### PASSAGE FOR REVIEW
NSU Alumna Retires From Yale University After Long Career

Nova Southeastern University alumna Carole Goldberg, Psy.D., recently retired from Yale University after working there for 25 years, but her professional journey has taken her to different careers and places.

In the mid 1960s, Goldberg worked as an elementary school teacher, first at a Native American reservation in Washington state, then in a small town in Alabama, and finally in St. Thomas in the U.S. Virgin Islands.

“It’s been a wonderfully rich sociological environment all along the way,” Goldberg said of her time as an elementary teacher. “I learned a lot from my students, getting a glimpse into their lives, what’s important to them, what their family structures are like.”

Goldberg also worked as a teacher in New York, but returned to the Virgin Islands and shifted gears to hospitality, working in hotel management and as a retail merchandise manager for jewelry and watches.

“It was a wonderful experience, being able to travel the world with a purpose,” she said.

After getting married, Goldberg relocated to South Florida to live with her husband and his two children. Goldberg decided to take several classes at Florida Atlantic University, but she quickly realized that she preferred to pursue a full graduate degree and applied to the psychology master’s program at NSU. A faculty member named Isabel Streisand encouraged Goldberg to switch to the Clinical Psychology doctoral program.

“One of the things I’ve talked about to a lot of student groups is people who are signposts in my life, like my coach in high school who said, ‘you should go to this college’,” Goldberg said.

Goldberg said navigating through graduate school meant unlearning many things she had learned after being out of school for 25 years. One of her favorite aspects of her time at NSU was the diversity of thought illustrated by the College of Psychology’s faculty members.

### HOW TO COMPLETE THIS TASK
Copy the stretch of the alumna profile from "Goldberg also worked" through "jewelry and watches.", word for word.

### EXCERPTED DATA

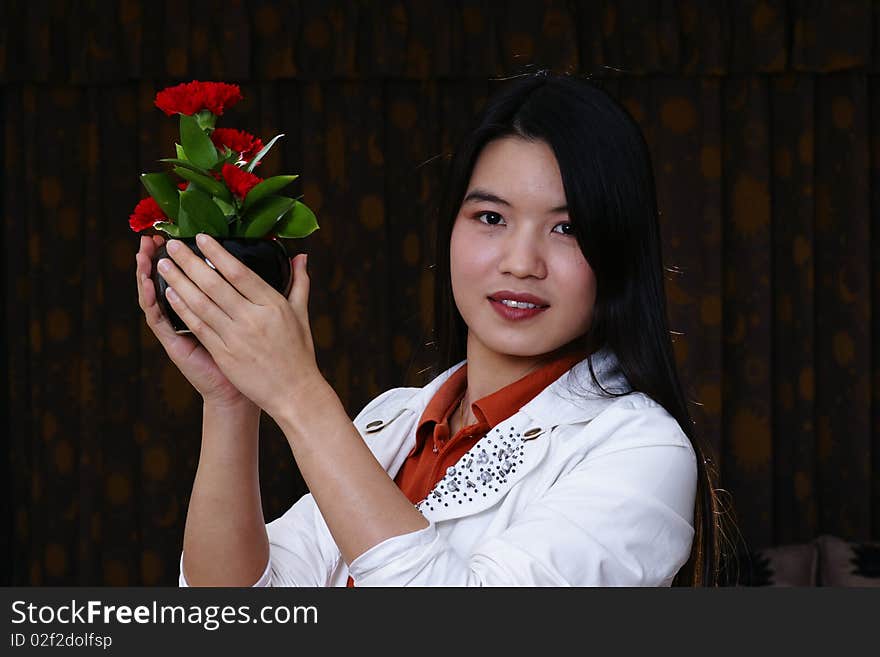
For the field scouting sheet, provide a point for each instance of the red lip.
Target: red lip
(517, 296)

...

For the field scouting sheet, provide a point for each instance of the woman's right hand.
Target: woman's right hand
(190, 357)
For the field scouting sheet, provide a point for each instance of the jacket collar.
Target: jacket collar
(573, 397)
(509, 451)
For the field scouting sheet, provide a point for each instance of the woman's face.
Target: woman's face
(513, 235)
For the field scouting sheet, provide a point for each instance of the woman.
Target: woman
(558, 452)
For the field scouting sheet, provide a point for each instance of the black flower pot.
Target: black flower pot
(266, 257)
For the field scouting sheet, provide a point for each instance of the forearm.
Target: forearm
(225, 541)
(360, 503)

...

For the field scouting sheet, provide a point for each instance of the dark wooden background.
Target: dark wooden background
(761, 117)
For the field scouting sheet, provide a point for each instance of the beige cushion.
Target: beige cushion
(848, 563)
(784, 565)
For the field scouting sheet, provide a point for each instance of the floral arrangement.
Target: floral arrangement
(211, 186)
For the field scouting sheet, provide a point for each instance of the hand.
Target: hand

### COMPLETED EXERCISE
Goldberg also worked as a teacher in New York, but returned to the Virgin Islands and shifted gears to hospitality, working in hotel management and as a retail merchandise manager for jewelry and watches.